:: Provided records

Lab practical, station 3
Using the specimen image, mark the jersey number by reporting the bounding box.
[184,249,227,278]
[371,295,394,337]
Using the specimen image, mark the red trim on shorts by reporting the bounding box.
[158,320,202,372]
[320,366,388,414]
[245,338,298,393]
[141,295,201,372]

::::

Work order:
Output each record precisely as written.

Exercise response:
Lab practical, station 3
Using the specimen image, mark the jersey number by reporting the bounding box.
[184,249,227,278]
[371,295,394,337]
Using the specimen image, mark the red trim on shorts by reporting the bounding box.
[158,320,202,372]
[320,366,388,414]
[245,338,298,393]
[141,295,201,372]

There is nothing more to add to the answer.